**Your task:** Could you quote, exactly as they stand, the lines running from the one with "each like (16,348)." to the final line of the material?

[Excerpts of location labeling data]
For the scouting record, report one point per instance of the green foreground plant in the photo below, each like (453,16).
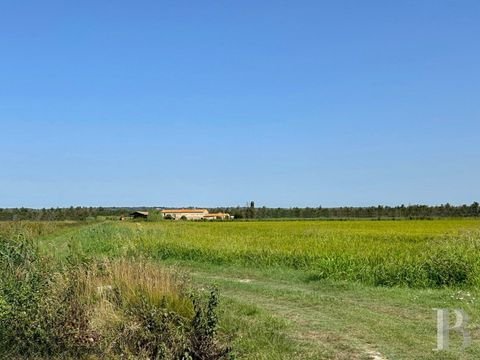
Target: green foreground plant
(100,309)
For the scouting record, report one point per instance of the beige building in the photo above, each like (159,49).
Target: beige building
(192,214)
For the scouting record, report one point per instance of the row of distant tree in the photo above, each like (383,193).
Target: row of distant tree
(251,212)
(371,212)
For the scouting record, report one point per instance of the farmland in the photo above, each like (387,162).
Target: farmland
(298,289)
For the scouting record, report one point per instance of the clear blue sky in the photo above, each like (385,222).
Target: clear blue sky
(206,103)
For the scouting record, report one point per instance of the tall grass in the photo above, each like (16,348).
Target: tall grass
(99,308)
(389,253)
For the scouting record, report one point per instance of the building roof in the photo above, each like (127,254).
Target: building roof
(216,214)
(145,213)
(177,211)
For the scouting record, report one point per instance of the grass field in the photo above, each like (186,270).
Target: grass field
(310,289)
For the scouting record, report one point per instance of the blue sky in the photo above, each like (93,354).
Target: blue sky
(209,103)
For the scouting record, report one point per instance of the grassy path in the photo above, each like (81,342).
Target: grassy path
(328,320)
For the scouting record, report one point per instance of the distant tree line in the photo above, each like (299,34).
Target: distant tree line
(251,212)
(371,212)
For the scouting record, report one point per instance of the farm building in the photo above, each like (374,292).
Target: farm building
(217,216)
(139,214)
(192,214)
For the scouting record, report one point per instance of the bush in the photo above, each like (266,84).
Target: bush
(100,309)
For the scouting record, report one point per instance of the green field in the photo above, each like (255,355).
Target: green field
(308,289)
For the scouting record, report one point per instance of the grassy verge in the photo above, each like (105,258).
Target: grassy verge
(100,309)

**Response for this exercise:**
For the scouting record, report one point per instance of the tall grass in the photo above, each like (16,348).
Target: tall grass
(99,308)
(389,253)
For the scouting record, report one point per instance of the building roof in the photo above, each like (127,254).
Target: building roof
(216,214)
(145,213)
(177,211)
For the scouting record, report one point per instance of the grass field in the photo above, each like (186,270).
Target: grass field
(310,289)
For the scouting record, report one point per instance of the blue sky in the photo above, each like (93,354).
Target: blue sky
(209,103)
For the scouting record, report one point per instance of the grassy path in the photo above, each like (81,342).
Target: grassy path
(328,320)
For the scouting record, report one point per instance of the distant tree line in the photo above, each like (299,34).
Target: distant tree line
(251,212)
(371,212)
For the scouting record, report one point per instance of the farm building in the photo above, each like (374,292).
Target: farm building
(217,216)
(139,214)
(192,214)
For the scouting record, report one point per instance of the bush in the photo above, each like (266,84).
Target: bush
(100,309)
For the scouting record, report one point per instance of the green field in the photo above, each like (255,355).
Target: green field
(308,289)
For the scouting record, report one point per instance of the grassy verge in the photo above, each like (105,258).
Target: grassy verge
(100,309)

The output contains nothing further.